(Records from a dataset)
-- start --
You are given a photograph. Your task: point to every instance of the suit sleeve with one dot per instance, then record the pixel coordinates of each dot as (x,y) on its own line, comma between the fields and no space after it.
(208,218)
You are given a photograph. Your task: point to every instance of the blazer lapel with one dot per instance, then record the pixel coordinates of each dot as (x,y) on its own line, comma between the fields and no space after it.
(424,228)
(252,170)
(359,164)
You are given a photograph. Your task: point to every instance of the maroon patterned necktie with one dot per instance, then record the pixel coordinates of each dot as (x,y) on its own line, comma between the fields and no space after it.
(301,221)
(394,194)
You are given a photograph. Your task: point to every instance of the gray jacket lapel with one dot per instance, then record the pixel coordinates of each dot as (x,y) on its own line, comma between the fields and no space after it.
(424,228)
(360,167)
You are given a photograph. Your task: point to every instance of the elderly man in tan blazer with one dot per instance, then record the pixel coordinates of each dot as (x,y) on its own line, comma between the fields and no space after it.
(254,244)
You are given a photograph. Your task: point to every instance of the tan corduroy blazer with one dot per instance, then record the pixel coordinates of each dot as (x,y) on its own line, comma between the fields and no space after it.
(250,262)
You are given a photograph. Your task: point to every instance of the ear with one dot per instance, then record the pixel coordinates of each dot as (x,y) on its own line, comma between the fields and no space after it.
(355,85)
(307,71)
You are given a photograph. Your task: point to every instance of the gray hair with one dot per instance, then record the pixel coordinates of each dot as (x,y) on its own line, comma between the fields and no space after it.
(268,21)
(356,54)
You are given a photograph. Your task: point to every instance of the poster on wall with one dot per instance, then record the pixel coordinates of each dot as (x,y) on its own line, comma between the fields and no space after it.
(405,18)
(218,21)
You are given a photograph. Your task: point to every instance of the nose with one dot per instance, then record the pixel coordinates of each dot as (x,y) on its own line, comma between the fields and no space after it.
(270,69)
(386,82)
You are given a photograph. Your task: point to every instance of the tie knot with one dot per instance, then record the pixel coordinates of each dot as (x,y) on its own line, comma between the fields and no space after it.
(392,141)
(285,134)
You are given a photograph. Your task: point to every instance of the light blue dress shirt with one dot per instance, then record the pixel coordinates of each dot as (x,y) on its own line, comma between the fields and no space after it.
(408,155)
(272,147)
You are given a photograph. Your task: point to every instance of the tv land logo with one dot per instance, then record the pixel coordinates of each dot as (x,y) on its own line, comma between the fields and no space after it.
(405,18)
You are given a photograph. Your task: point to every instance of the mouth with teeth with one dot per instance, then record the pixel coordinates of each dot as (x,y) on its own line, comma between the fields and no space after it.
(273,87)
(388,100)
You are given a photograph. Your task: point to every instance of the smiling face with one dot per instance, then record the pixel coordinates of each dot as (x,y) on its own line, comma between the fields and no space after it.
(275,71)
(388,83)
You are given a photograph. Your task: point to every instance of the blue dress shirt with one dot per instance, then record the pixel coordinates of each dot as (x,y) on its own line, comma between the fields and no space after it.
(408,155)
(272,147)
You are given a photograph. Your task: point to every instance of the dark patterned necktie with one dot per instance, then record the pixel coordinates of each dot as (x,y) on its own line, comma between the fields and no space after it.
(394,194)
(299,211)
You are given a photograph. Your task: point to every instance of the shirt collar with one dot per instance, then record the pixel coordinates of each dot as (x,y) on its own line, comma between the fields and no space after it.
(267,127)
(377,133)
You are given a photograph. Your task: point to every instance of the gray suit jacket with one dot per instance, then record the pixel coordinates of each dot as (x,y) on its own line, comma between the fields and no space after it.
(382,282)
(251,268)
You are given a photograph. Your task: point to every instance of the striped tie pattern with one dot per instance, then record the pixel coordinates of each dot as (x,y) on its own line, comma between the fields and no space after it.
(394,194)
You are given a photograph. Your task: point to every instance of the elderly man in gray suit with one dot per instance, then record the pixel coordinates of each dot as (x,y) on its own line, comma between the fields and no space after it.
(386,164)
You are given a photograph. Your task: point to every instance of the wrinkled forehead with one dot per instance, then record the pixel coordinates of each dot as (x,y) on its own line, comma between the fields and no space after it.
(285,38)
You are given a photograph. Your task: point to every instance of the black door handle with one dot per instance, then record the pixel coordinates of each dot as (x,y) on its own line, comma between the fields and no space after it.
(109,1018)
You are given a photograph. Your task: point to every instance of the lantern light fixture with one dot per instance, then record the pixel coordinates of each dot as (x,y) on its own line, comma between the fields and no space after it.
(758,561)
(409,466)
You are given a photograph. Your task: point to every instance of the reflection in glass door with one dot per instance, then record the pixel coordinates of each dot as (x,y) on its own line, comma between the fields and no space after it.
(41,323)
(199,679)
-- end --
What the task asks: Copy every entry above line for line, leaving each word, number and punctuation mark unchanged.

Exercise solution:
You are given a photograph. Your task: point to every instance of the suit sleeve with one dot per instance, then record the pixel coordinates of each dot as (x,y) on its own line, comma between the fields and no space after it.
(208,218)
You are given a photograph. Your task: point to every instance of the blazer lapel with one dot per instance, then record the pixel coordinates of each dot as (x,y) on its own line, comma between the fields and no space after it.
(424,228)
(252,170)
(359,164)
You are given a photograph. Your task: point to every instance of the maroon patterned necktie with one dot per instance, then record the pixel coordinates of each dot as (x,y) on its own line, comma between the fields and no space after it.
(301,221)
(394,194)
You are given a photograph. Your task: point to every instance of the gray jacket lapel with one dot per instance, then record the pixel coordinates of each dot as (x,y) on its own line, comma between the fields and no space after it.
(424,228)
(360,167)
You are given a photograph. Your task: point to every instance of the elderly man in tan blazer with one dot per instance, then record the pixel coordinates of each dot as (x,y) on its own line, comma between the fields and no space after it.
(254,244)
You are given a photograph. Your task: point to every instance of the tan corduroy blazer with one dot per instance, then record the pixel coordinates of each dot as (x,y) on its own line, comma between the fields and no space after it.
(250,262)
You are given a photograph. Your task: point to every instance of the ear with one dot per instance, then record the pixel coordinates of each dot as (x,y) on its own line, comma between the fields and no space after it.
(355,85)
(307,71)
You are given a photograph. Your task: point to every instance of the gray hair with one dot per instance, then record the pixel coordinates of each dot as (x,y) on its own line, comma between the fields and no space after it.
(268,21)
(356,54)
You are given a photograph. Your task: point to every instance of the poster on wall with one dot per instance, then record the pixel coordinates of each dot as (x,y) on its own line, comma between the fields and no space after it.
(405,18)
(218,21)
You are given a photograph. Your task: point to every instance of the nose with one dot per instance, then record the pixel coordinates of each dot as (x,y) on its own line, comma between the fields and no space after it.
(270,69)
(386,82)
You are given a photograph. Your task: point to every instance of the tie knot with one dot per instance, then record the pixel coordinates of each dot as (x,y) on its own line, comma between the fields and no space after it.
(392,141)
(285,134)
You are given a photograph. Your task: point to every instance of the light blue dress shirt with one dot per instance, then record the pixel coordinates of each dot as (x,y) on its own line, comma between the fields and no space after it.
(408,155)
(272,147)
You are given a photograph. Your task: point to every instance of the tv land logo with one dot per instance, then record the pixel coordinates of each dot as (x,y) on its own line, comma between the fields and no space after it.
(405,18)
You are given a photograph. Your task: point to every instance of the mouth with teeth with one dot per instance, then record the pixel coordinates of each dot as (x,y) on its own line, comma between the fields and no space after it.
(273,87)
(388,100)
You are given a photograph. Your task: point to every instance of the smiling face with one dot per instance, then record the pixel coordinates of each dot as (x,y) on its own line, comma between the fields and no space after it.
(275,71)
(388,83)
You are given a photograph. Your task: point to every instance of the blue dress shirt with one dot per instance, then record the pixel coordinates of each dot as (x,y) on its own line, comma between the fields and no space after it.
(408,155)
(272,147)
You are given a photograph. Your task: point to every instance of the dark patterned necktie with one dot per instance, then record the pixel coordinates of each dot as (x,y) on its own line, comma between the fields and no space after it.
(394,194)
(299,211)
You are given a photograph. Your task: point to every instance of the shirt collar with one dot per instance, then record the pixel coordinates of each dot as (x,y) on its own line, comma between the fields and no space after it.
(267,127)
(377,133)
You are given a photograph. Your task: point to every instance of the gray suit jacket with one dot per instance, then record the pixel coordinates of each dot as (x,y) on its own line, comma between the fields and no space after it.
(382,282)
(251,268)
You are given a photograph. Your task: point to every instance of the striped tie pattern with one dot per instance, then record the pixel coordinates of each dot as (x,y) on its own line, comma between the fields and no space after it.
(394,194)
You are given a photograph. Your task: point to every instance of the elderly man in gray suit with one dot per instance, then record the pixel coordinates of each dot as (x,y) on its own line, comma between the fields and no space after it.
(386,164)
You are given a photograph. Your task: point to every instance of the wrinkled forehead with one dot per instance, then record the pixel coordinates of each dot as (x,y) on its own line, comma between the fields and no space after it.
(285,38)
You are given a photograph. Your task: point to every instance of the black door handle with one dot per instance, then record the pixel coordinates of each dot as (x,y) on its own line, comma between the fields and no space after it.
(109,1018)
You are given a photograph. Your task: point to every instance of the lantern light fixture with one dot per instance, then record the pixel coordinates of each dot as (x,y) on its own line, comma between the fields and no space after it.
(758,561)
(409,466)
You are given a photograph. Your task: point to every instance of the reflection in glass door with one dot per instance, then record the pixel coordinates of each dot as (x,y) on its own line, comma between the fields and no space after it.
(41,323)
(199,679)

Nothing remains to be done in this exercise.